### Working data
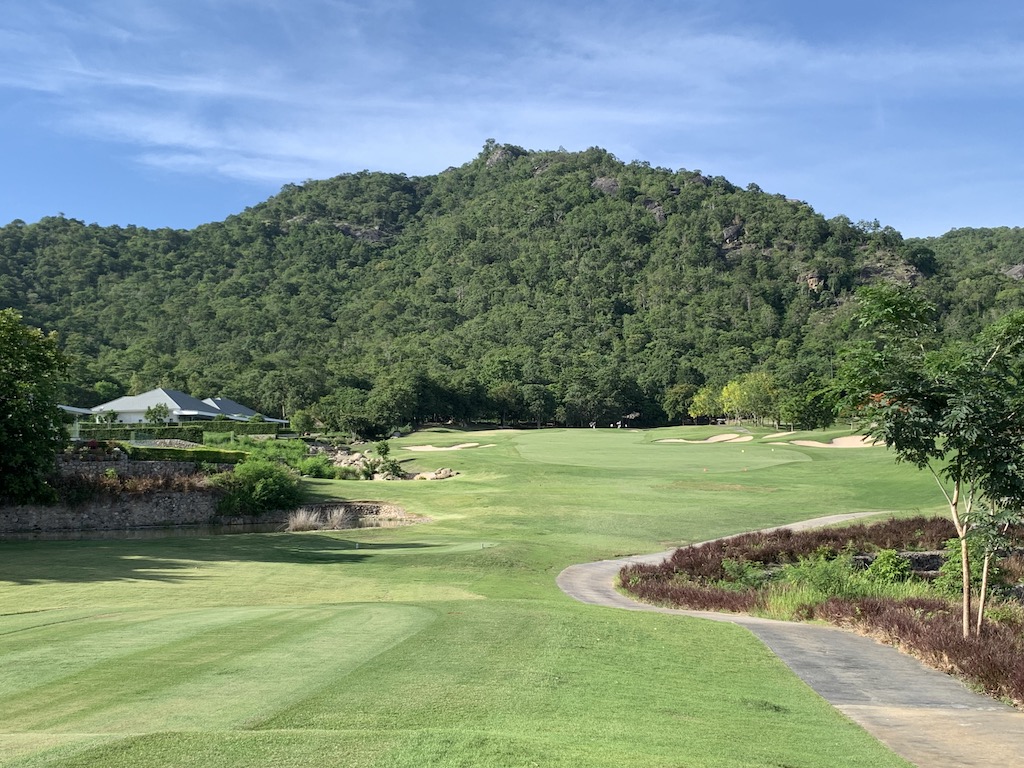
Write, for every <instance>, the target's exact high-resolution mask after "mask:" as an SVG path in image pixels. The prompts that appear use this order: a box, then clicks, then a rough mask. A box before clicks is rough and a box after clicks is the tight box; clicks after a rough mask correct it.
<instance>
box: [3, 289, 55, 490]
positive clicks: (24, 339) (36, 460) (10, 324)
mask: <svg viewBox="0 0 1024 768" xmlns="http://www.w3.org/2000/svg"><path fill="white" fill-rule="evenodd" d="M66 365H67V364H66V360H65V356H63V354H62V353H61V352H60V349H59V347H58V345H57V339H56V334H54V333H50V334H44V333H43V332H42V331H40V330H39V329H35V328H30V327H28V326H26V325H25V324H23V323H22V316H20V315H19V314H18V313H17V312H16V311H14V310H13V309H3V310H0V499H2V500H5V501H8V502H14V503H24V502H33V501H44V500H47V499H48V498H49V497H50V495H51V488H50V486H49V485H48V484H47V478H48V477H50V476H51V475H52V474H53V471H54V461H55V458H56V453H57V452H58V451H59V450H60V449H61V447H62V446H63V443H65V441H66V440H67V434H66V432H65V428H63V424H62V419H61V417H62V413H61V412H60V410H59V409H58V408H57V393H58V392H59V383H60V378H61V376H62V375H63V373H65V368H66Z"/></svg>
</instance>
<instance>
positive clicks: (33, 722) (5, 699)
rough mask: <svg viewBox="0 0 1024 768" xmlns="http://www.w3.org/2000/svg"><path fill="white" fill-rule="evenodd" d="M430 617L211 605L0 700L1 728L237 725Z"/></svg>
mask: <svg viewBox="0 0 1024 768" xmlns="http://www.w3.org/2000/svg"><path fill="white" fill-rule="evenodd" d="M225 614H226V616H225ZM433 617H434V614H433V613H432V611H430V610H428V609H426V608H422V607H411V606H402V605H355V606H351V605H349V606H326V607H318V608H301V609H285V610H269V609H257V610H253V609H243V610H236V609H231V610H212V611H206V612H193V613H191V614H190V615H189V616H188V617H187V618H183V620H182V623H184V624H187V625H188V626H189V627H190V628H191V631H190V632H189V633H188V634H186V635H185V636H183V637H177V638H175V639H173V640H171V641H169V642H167V641H165V642H154V637H153V636H152V635H150V634H147V633H146V632H145V631H144V629H145V628H144V627H143V626H141V625H140V626H138V629H139V632H138V637H139V641H138V643H137V645H136V647H135V648H134V649H123V650H124V651H125V652H121V653H118V654H115V655H113V656H106V657H104V658H102V659H101V660H96V659H92V660H93V663H92V664H91V665H89V666H88V667H86V668H84V669H81V670H78V671H76V672H74V673H72V674H69V675H63V676H61V677H59V678H57V679H55V680H51V681H49V682H47V683H45V684H42V685H37V686H34V687H32V688H29V689H26V690H23V691H22V692H19V693H15V694H13V695H9V696H4V697H2V698H0V711H2V712H4V717H3V728H4V730H8V731H30V730H50V731H68V732H79V733H93V732H111V731H124V732H129V733H135V732H139V731H146V730H168V729H194V728H204V729H221V728H232V727H243V726H244V725H245V724H246V723H247V722H249V721H255V720H259V719H262V718H265V717H267V716H268V715H269V714H271V713H272V712H274V711H275V709H276V708H279V707H282V706H284V703H285V702H290V701H292V700H294V699H295V698H301V697H303V696H307V695H309V693H310V692H312V691H315V690H316V689H318V688H321V687H322V686H324V685H325V684H327V683H329V682H330V681H332V680H335V679H336V678H338V677H340V676H343V675H345V674H347V673H348V672H350V671H351V670H352V669H354V668H356V667H358V666H359V665H361V664H365V663H366V662H367V660H368V659H370V658H372V657H373V656H374V655H376V654H377V653H380V652H381V651H383V650H386V649H387V648H389V647H390V646H391V645H393V644H395V643H397V642H400V641H401V640H402V639H404V638H406V637H408V636H409V635H411V634H413V633H415V632H417V631H419V630H420V629H421V628H422V627H424V626H426V625H427V624H429V623H430V622H431V621H432V620H433ZM204 618H205V620H207V621H203V620H204ZM150 629H153V628H150ZM157 629H158V631H159V627H158V628H157ZM139 646H141V647H139Z"/></svg>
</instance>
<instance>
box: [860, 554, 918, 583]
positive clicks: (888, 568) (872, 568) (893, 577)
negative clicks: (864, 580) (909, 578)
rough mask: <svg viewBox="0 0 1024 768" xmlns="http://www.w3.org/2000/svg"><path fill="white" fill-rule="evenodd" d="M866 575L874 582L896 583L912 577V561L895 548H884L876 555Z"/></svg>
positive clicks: (866, 570)
mask: <svg viewBox="0 0 1024 768" xmlns="http://www.w3.org/2000/svg"><path fill="white" fill-rule="evenodd" d="M864 575H865V577H867V579H868V580H870V581H872V582H879V583H881V584H896V583H897V582H905V581H906V580H907V579H909V578H910V575H911V571H910V562H909V561H908V560H907V559H906V558H905V557H902V556H900V554H899V552H897V551H896V550H894V549H884V550H882V551H881V552H879V554H878V555H876V557H874V560H872V561H871V564H870V565H868V566H867V569H866V570H865V571H864Z"/></svg>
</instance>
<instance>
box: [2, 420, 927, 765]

### Work to complete
Repeat each line above exactly as it reads, omitting any pictures.

### Task solution
Write, for every <instance>, the target's exact high-resolution mask after "mask:" as an SVG path in image pixels. The prompts that appear use this order: a box, then clicks, then a rough mask. A box before clicks is rough and a box after clicks is the tight box; clicks after a rough mask correct it.
<instance>
box: [3, 289, 55, 490]
positive clicks: (24, 339) (36, 460) (10, 324)
mask: <svg viewBox="0 0 1024 768" xmlns="http://www.w3.org/2000/svg"><path fill="white" fill-rule="evenodd" d="M66 365H67V364H66V360H65V356H63V354H62V353H61V352H60V349H59V347H58V345H57V339H56V334H54V333H50V334H44V333H43V332H42V331H40V330H39V329H35V328H30V327H28V326H26V325H25V324H23V323H22V316H20V315H19V314H18V313H17V312H16V311H14V310H13V309H3V310H0V499H2V500H5V501H8V502H14V503H24V502H33V501H44V500H47V499H48V498H49V497H50V495H51V488H50V486H49V485H48V484H47V478H48V477H50V476H51V475H52V474H53V471H54V461H55V458H56V453H57V452H58V451H59V450H60V449H61V447H62V446H63V443H65V441H66V440H67V434H66V432H65V428H63V424H62V419H61V417H62V413H61V412H60V410H59V409H58V408H57V393H58V392H59V383H60V378H61V376H62V375H63V373H65V368H66Z"/></svg>
</instance>
<instance>
positive clicks: (33, 722) (5, 699)
rough mask: <svg viewBox="0 0 1024 768" xmlns="http://www.w3.org/2000/svg"><path fill="white" fill-rule="evenodd" d="M430 617L211 605L0 700L1 728L237 725Z"/></svg>
mask: <svg viewBox="0 0 1024 768" xmlns="http://www.w3.org/2000/svg"><path fill="white" fill-rule="evenodd" d="M225 614H226V616H225ZM433 617H434V614H433V613H432V611H430V610H428V609H426V608H422V607H411V606H402V605H355V606H351V605H349V606H326V607H318V608H301V609H285V610H269V609H257V610H253V609H243V610H236V609H231V610H212V611H206V612H193V613H191V614H190V615H189V616H188V617H187V618H183V620H182V623H184V624H187V625H188V626H189V627H190V628H191V631H190V632H189V633H188V634H186V635H185V636H183V637H177V638H175V639H173V640H171V641H169V642H167V641H165V642H154V637H153V636H152V635H150V634H147V633H146V632H145V631H144V629H145V628H144V627H143V626H141V625H140V626H138V629H139V632H138V637H139V641H138V643H137V645H136V647H135V648H134V649H123V650H124V651H125V652H121V653H118V654H115V655H113V656H106V657H104V658H102V659H101V660H96V659H92V660H93V663H92V664H91V665H89V666H88V667H86V668H84V669H81V670H78V671H76V672H74V673H72V674H69V675H63V676H61V677H59V678H57V679H55V680H51V681H49V682H47V683H45V684H42V685H37V686H34V687H32V688H29V689H26V690H23V691H22V692H19V693H15V694H13V695H9V696H4V697H2V698H0V711H2V712H4V717H3V728H4V730H8V731H30V730H50V731H68V732H79V733H93V732H111V731H124V732H129V733H135V732H139V731H146V730H168V729H194V728H204V729H221V728H232V727H243V726H244V725H245V724H246V723H247V722H249V721H255V720H259V719H262V718H265V717H267V716H268V715H269V714H271V713H272V712H274V711H275V709H276V708H279V707H282V706H284V703H285V702H290V701H292V700H294V699H295V698H301V697H303V696H307V695H309V693H310V692H312V691H315V690H316V689H318V688H321V687H322V686H324V685H325V684H327V683H329V682H330V681H332V680H335V679H336V678H338V677H340V676H343V675H345V674H347V673H348V672H350V671H351V670H352V669H354V668H356V667H358V666H359V665H361V664H365V663H366V662H367V660H368V659H370V658H372V657H373V656H374V655H376V654H377V653H380V652H381V651H383V650H386V649H387V648H389V647H390V646H391V645H393V644H395V643H397V642H400V641H401V640H402V639H404V638H406V637H408V636H409V635H411V634H413V633H415V632H417V631H419V630H420V629H421V628H422V627H424V626H426V625H427V624H429V623H430V622H431V621H432V620H433ZM204 618H205V620H207V621H203V620H204ZM150 629H153V628H150ZM157 629H158V631H159V627H158V628H157ZM139 646H141V647H139Z"/></svg>
</instance>
<instance>
box: [860, 554, 918, 583]
positive clicks: (888, 568) (872, 568) (893, 577)
negative clicks: (864, 580) (909, 578)
rough mask: <svg viewBox="0 0 1024 768" xmlns="http://www.w3.org/2000/svg"><path fill="white" fill-rule="evenodd" d="M866 575L874 582L896 583L912 577V561L895 548H884L876 555Z"/></svg>
positive clicks: (866, 570)
mask: <svg viewBox="0 0 1024 768" xmlns="http://www.w3.org/2000/svg"><path fill="white" fill-rule="evenodd" d="M864 575H865V577H867V579H868V580H870V581H872V582H879V583H881V584H896V583H897V582H905V581H906V580H907V579H909V578H910V575H911V571H910V562H909V561H908V560H907V559H906V558H905V557H902V556H900V554H899V552H897V551H896V550H894V549H884V550H882V551H881V552H879V554H878V555H876V557H874V560H872V561H871V564H870V565H868V566H867V569H866V570H865V571H864Z"/></svg>
</instance>
<instance>
box: [2, 420, 927, 765]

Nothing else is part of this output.